Tanya :

Lajnah Daimah ditanya: “Nikah syighar banyak terjadi di daerah selatan (Saudi), sebagian orang membuat rekayasa (hilah) agar tidak ditolak dan dikejar-kejar, di antara rekayasa tersebut adalah perbedaan jumlah mahar dan membuat tenggang waktu, artinya salah satu dari kedua orangtua menikah hari ini dan satu lagi besok, atau yang satu melakukan akad nikah di depan lembaga pemerintah berbeda dengan akad yang dilakukan pada yang satu lagi. Apakah nikah tersebut termasuk nikah syighar sebab di dalamnya ada kalimat: ‘Jika engkau mengawinkanku, maka aku akan mengawinkanmu’?”

Jawab :

Perlu diketahui bahwa dalam masalah ini Mufti negara Saudi Syaikh Muhammad bin Ibrahim telah berfatwa dan kita cukup menjawab pertanyaan ini dengan fatwa beliau. Adapun isi fatwanya antara lain:

“Alhamdulillah, nikah syighar adalah seorang laki-laki mau menikahkan putri-nya dengan seseorang asalkan orang tersebut mau menikahkan putrinya dengannya tanpa adanya mahar di antara keduanya atau menikahkan saudara perempuannya kepada seseorang dengan syarat orang itu menikahkan dia kepada saudara perempuannya juga tanpa ada mahar di antara keduanya. Pernikahan tersebut dinamakan nikah syighar yang berarti anjing sedang mengangkat salah satu kakinya pada saat kencing, sebab cara tersebut di-anggap keji oleh ajaran Islam. Seakan-akan orang yang melakukan akad nikah tersebut mengangkat salah satu kakinya dalam rangka memenuhi keinginan saudaranya.

_ _ _ _

» Soal
Tuliskan persis bagian teks tentang nikah syighar dari "Perlu diketahui bahwa" sampai "memenuhi keinginan saudaranya.".

_ _ _ _

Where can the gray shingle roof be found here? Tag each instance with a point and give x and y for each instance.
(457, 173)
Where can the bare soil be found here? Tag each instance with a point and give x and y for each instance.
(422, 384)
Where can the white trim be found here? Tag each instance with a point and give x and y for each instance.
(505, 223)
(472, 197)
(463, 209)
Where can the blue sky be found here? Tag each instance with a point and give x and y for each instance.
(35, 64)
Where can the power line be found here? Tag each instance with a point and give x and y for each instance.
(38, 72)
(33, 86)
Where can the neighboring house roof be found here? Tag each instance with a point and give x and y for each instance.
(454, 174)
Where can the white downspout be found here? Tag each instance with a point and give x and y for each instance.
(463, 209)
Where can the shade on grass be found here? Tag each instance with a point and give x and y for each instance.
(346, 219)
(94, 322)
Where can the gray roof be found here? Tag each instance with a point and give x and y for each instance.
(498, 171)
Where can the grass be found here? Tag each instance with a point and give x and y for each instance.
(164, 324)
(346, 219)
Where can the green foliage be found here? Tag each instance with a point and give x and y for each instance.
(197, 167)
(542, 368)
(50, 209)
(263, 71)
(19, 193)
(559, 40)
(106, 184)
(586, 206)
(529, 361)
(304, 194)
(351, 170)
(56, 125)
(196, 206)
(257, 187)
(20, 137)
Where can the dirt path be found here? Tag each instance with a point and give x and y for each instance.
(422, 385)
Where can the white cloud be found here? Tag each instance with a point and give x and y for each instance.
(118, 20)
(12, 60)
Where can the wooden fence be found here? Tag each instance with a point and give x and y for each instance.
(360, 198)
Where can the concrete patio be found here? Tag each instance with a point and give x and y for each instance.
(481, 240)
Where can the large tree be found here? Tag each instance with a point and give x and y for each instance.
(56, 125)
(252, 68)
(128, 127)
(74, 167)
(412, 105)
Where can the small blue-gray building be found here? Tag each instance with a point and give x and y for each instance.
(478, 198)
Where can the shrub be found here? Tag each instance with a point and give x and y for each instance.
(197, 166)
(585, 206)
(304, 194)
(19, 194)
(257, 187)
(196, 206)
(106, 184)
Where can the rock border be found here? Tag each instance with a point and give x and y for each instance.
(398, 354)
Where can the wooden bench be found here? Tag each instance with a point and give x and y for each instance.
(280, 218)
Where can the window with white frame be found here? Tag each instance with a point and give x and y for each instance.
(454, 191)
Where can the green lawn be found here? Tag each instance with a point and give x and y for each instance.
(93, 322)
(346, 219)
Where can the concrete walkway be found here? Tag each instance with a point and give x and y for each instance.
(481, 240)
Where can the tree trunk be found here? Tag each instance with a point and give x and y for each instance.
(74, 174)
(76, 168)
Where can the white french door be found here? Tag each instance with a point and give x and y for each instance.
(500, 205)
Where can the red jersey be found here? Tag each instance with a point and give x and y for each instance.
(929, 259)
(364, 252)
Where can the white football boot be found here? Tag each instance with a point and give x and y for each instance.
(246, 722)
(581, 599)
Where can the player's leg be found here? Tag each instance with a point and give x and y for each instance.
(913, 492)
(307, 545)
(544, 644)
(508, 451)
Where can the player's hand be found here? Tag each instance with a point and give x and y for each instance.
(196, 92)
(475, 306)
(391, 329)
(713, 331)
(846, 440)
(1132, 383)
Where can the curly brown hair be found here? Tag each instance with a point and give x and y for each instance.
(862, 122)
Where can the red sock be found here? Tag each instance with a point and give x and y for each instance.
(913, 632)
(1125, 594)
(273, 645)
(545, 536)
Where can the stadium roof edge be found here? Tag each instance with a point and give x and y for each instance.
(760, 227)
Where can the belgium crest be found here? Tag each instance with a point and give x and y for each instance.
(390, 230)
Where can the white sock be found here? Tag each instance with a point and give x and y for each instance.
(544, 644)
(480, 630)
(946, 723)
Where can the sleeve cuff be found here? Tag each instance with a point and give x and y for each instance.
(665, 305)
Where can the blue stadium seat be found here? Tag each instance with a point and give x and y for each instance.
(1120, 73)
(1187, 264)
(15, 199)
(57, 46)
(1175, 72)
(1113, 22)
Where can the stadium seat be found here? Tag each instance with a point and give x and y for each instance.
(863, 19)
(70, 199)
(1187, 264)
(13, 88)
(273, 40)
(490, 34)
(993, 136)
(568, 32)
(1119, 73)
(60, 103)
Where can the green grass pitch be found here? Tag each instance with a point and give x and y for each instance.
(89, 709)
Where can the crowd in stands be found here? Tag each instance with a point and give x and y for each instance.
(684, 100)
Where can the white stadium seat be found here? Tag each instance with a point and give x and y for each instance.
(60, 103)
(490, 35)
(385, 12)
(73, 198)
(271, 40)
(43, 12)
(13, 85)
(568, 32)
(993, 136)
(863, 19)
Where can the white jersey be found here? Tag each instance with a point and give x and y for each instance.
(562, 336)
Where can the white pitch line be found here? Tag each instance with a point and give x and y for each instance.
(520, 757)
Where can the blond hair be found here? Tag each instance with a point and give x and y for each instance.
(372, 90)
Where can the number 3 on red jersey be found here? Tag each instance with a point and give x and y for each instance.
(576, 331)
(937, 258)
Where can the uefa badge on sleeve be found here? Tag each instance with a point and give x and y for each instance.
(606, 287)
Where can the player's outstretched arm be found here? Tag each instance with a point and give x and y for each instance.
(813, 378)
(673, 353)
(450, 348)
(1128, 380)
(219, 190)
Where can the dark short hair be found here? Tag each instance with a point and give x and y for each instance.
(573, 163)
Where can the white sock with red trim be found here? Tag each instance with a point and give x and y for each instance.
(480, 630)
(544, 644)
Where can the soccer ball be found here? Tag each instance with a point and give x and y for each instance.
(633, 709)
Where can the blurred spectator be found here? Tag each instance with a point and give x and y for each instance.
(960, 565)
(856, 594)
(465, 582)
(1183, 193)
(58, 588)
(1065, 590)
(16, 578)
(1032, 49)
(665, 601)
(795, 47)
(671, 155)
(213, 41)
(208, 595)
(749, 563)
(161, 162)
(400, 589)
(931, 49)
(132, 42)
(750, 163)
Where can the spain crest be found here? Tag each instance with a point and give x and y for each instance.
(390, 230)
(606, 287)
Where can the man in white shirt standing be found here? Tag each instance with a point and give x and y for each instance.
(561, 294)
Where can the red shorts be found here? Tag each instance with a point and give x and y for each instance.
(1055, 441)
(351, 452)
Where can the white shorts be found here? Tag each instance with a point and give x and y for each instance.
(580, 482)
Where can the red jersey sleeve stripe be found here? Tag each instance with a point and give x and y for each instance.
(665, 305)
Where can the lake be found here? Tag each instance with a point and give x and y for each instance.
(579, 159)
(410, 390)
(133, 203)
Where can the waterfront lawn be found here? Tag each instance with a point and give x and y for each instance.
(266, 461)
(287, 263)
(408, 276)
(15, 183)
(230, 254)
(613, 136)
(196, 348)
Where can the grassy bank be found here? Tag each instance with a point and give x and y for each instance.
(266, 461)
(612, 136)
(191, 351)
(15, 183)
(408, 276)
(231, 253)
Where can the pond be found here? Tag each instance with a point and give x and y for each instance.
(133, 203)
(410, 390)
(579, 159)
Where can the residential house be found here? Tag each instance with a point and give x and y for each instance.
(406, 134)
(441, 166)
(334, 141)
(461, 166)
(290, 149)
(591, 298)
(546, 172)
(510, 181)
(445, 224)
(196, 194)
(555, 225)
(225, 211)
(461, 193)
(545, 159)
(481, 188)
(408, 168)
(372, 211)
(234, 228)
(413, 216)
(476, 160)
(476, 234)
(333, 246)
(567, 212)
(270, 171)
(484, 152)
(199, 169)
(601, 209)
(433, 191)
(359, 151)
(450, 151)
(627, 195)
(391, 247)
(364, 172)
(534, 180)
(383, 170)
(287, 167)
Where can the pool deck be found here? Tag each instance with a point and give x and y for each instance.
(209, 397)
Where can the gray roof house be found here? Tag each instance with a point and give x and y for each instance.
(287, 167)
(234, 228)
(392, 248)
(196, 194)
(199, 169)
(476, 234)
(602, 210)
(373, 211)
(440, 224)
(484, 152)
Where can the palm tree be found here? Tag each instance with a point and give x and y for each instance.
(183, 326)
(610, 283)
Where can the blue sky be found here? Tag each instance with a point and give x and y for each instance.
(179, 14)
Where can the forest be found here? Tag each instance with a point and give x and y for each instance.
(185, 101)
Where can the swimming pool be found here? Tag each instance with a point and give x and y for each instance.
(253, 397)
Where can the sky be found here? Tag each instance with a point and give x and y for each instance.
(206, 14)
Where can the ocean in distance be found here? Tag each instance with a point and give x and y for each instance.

_ _ _ _

» Hasil Akhir
Perlu diketahui bahwa dalam masalah ini Mufti negara Saudi Syaikh Muhammad bin Ibrahim telah berfatwa dan kita cukup menjawab pertanyaan ini dengan fatwa beliau. Adapun isi fatwanya antara lain:

“Alhamdulillah, nikah syighar adalah seorang laki-laki mau menikahkan putri-nya dengan seseorang asalkan orang tersebut mau menikahkan putrinya dengannya tanpa adanya mahar di antara keduanya atau menikahkan saudara perempuannya kepada seseorang dengan syarat orang itu menikahkan dia kepada saudara perempuannya juga tanpa ada mahar di antara keduanya. Pernikahan tersebut dinamakan nikah syighar yang berarti anjing sedang mengangkat salah satu kakinya pada saat kencing, sebab cara tersebut di-anggap keji oleh ajaran Islam. Seakan-akan orang yang melakukan akad nikah tersebut mengangkat salah satu kakinya dalam rangka memenuhi keinginan saudaranya.